# DATA RECORDS

::::::::

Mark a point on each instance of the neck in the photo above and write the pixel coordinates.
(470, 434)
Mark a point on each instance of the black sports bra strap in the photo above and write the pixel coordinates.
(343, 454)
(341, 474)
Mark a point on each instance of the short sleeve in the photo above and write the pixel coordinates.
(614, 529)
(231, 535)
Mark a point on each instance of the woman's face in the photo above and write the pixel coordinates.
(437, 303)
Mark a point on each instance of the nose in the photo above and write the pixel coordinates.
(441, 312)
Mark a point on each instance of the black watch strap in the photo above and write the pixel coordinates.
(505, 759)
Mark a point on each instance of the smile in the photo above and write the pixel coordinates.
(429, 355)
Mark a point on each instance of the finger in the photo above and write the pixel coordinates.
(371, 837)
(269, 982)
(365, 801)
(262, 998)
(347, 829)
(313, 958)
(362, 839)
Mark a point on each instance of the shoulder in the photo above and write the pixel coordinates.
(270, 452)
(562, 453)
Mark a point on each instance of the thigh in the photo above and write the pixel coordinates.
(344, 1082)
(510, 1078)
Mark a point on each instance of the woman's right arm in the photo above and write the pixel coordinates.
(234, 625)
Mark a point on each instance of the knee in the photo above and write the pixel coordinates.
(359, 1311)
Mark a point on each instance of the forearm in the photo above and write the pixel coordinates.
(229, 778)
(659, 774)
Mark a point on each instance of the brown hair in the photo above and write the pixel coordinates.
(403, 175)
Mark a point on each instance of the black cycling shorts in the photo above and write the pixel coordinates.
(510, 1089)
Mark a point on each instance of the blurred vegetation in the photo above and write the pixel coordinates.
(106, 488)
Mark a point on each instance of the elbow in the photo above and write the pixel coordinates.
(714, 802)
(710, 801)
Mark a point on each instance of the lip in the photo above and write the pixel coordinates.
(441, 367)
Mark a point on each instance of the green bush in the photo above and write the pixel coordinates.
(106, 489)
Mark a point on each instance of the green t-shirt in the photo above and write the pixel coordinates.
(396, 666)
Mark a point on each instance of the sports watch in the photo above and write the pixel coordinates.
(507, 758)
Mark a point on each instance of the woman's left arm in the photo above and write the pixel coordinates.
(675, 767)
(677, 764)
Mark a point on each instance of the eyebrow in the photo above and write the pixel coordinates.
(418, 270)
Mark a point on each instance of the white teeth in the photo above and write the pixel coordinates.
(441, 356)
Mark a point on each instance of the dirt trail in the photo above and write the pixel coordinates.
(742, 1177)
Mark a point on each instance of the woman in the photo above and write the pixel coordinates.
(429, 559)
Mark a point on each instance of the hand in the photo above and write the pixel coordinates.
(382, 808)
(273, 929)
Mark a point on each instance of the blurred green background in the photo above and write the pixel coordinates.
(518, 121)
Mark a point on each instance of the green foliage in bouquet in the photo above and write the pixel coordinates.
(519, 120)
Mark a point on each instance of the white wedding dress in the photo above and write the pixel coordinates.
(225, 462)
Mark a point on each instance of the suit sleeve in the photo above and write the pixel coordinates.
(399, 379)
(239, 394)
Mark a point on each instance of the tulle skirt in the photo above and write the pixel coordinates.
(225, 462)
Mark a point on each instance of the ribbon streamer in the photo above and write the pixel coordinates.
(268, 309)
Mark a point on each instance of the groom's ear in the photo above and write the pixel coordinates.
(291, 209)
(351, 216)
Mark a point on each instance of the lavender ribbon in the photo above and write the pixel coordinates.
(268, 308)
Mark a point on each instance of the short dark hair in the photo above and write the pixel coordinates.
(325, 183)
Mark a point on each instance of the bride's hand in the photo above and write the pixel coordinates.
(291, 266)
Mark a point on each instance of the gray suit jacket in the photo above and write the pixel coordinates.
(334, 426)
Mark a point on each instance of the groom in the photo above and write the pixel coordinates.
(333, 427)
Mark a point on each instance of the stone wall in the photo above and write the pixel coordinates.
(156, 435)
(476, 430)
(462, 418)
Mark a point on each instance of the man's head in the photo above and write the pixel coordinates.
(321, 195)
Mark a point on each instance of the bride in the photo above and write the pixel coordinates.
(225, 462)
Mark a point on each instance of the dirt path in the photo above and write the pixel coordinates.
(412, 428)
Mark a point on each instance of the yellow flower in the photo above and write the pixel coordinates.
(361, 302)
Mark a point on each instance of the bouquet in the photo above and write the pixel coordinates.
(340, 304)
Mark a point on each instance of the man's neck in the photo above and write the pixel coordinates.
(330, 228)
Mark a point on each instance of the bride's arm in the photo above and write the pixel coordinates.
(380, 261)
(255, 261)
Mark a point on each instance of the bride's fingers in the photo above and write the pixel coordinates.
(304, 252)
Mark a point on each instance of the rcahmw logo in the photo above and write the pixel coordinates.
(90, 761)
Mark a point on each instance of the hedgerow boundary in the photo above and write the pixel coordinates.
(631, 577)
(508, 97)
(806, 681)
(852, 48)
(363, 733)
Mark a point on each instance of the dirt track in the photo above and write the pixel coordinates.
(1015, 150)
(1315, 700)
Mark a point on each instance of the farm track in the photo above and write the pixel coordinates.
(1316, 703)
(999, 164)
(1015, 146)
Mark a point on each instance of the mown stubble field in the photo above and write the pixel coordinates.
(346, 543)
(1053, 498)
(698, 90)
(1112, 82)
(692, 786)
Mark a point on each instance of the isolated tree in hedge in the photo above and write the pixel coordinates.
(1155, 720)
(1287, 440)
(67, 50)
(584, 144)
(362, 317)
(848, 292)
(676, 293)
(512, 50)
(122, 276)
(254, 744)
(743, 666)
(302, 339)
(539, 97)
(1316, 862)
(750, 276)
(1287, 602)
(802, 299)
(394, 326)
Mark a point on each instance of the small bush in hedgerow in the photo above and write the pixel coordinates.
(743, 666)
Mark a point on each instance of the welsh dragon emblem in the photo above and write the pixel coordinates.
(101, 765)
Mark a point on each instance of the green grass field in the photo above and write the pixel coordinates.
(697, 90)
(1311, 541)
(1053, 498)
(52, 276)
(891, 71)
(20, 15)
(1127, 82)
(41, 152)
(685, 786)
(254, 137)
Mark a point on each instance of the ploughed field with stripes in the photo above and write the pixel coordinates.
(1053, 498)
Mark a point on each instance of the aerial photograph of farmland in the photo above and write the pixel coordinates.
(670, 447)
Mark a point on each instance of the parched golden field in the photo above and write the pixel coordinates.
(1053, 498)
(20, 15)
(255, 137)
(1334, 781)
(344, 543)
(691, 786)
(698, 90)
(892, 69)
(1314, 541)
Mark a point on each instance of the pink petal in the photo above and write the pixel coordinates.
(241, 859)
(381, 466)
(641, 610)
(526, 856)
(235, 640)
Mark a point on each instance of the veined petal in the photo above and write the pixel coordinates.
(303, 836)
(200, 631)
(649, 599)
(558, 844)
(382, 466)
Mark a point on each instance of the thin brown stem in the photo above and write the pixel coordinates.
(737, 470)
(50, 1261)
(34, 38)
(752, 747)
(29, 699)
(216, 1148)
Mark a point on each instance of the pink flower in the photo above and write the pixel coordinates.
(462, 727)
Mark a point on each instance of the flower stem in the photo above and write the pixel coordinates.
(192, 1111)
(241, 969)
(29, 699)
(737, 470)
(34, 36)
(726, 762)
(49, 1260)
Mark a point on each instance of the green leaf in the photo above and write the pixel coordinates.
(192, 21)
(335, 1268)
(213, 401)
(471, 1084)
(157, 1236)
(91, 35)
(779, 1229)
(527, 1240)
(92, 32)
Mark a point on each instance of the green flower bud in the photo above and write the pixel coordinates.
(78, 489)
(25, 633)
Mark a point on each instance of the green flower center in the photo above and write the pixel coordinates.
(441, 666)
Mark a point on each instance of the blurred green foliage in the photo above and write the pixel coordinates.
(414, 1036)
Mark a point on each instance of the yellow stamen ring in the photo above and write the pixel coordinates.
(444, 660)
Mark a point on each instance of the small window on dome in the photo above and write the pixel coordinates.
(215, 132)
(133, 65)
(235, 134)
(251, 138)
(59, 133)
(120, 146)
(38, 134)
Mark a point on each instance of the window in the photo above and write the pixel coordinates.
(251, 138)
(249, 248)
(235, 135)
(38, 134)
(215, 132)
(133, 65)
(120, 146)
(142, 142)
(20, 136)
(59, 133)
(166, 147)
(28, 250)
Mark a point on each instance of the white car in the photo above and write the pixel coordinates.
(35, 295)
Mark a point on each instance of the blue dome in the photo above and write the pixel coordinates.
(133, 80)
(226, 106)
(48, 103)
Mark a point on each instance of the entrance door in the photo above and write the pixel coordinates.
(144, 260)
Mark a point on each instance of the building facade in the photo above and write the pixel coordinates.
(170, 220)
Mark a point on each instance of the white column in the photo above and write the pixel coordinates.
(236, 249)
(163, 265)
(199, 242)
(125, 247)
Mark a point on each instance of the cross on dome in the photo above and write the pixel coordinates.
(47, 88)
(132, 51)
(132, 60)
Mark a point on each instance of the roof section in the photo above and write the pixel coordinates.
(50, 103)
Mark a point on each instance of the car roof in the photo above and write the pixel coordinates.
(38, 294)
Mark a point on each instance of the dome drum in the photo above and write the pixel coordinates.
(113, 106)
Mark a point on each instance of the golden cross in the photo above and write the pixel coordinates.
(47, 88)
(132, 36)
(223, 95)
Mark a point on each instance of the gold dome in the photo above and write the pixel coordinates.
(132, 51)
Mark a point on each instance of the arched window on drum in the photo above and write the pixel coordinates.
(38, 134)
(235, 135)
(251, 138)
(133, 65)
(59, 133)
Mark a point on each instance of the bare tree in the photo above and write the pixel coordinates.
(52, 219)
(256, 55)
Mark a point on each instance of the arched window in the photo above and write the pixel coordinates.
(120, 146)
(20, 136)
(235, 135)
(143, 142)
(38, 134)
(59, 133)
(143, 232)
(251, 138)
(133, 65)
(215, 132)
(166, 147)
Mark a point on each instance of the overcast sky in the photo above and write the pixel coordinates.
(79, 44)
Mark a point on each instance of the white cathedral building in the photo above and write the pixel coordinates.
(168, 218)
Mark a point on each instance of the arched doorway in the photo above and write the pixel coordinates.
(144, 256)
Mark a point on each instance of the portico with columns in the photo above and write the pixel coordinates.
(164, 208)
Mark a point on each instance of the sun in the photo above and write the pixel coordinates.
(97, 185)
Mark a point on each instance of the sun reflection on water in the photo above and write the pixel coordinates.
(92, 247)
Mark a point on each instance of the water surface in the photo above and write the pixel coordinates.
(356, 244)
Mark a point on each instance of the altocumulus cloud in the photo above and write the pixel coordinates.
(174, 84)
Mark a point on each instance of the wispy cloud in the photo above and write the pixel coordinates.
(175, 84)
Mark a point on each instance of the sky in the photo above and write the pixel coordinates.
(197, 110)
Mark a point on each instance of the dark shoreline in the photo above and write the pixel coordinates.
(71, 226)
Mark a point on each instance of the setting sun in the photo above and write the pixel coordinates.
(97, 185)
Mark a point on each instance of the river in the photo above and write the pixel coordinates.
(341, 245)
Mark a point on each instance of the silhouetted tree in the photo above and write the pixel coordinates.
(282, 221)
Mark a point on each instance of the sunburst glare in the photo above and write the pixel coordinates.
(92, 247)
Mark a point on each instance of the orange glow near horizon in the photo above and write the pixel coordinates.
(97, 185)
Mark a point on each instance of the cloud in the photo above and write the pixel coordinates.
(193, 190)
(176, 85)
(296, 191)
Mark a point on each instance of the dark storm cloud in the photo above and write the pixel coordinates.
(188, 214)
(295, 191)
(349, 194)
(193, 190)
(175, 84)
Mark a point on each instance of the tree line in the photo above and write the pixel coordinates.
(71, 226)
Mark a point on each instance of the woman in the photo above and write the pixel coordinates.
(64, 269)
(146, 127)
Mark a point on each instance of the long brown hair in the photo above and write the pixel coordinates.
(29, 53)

::::::::

# BRIEF
Restate the items from the line with "Mark a point on each instance of the man's head" up to and including the line with "(1315, 700)", substituting "gravel" for "dirt" and leaving everything else unchanged.

# ANSWER FOR THE TASK
Mark a point on each instance of the man's head in the photo above and write the pixel coordinates.
(321, 195)
Mark a point on each instance of the bride in the photo above and write the pixel coordinates.
(225, 462)
Mark a point on each instance of the gravel path in the photo above and write the pixel coordinates.
(412, 428)
Mark a point on each instance of the yellow flower in the photo above and write the pixel coordinates.
(361, 302)
Mark a point on each instance of the bouquet in the photo above and write the pixel coordinates.
(340, 304)
Mark a point on each instance of the man's neck in the photo above and write the pixel coordinates.
(330, 228)
Mark a point on each instance of the bride's arm in the photo above and write the pixel coordinates.
(380, 261)
(255, 261)
Mark a point on each instance of the bride's fingers in the photo above and write the pixel coordinates.
(304, 252)
Mark a point on each instance of the rcahmw logo in the photo above and write the pixel coordinates.
(90, 761)
Mark a point on each instance of the hedgerow boundary in the photo above and write the pixel coordinates.
(631, 577)
(508, 97)
(806, 681)
(852, 48)
(363, 733)
Mark a point on each instance of the gravel track in the photo above and write the pixel coordinates.
(1015, 150)
(1315, 700)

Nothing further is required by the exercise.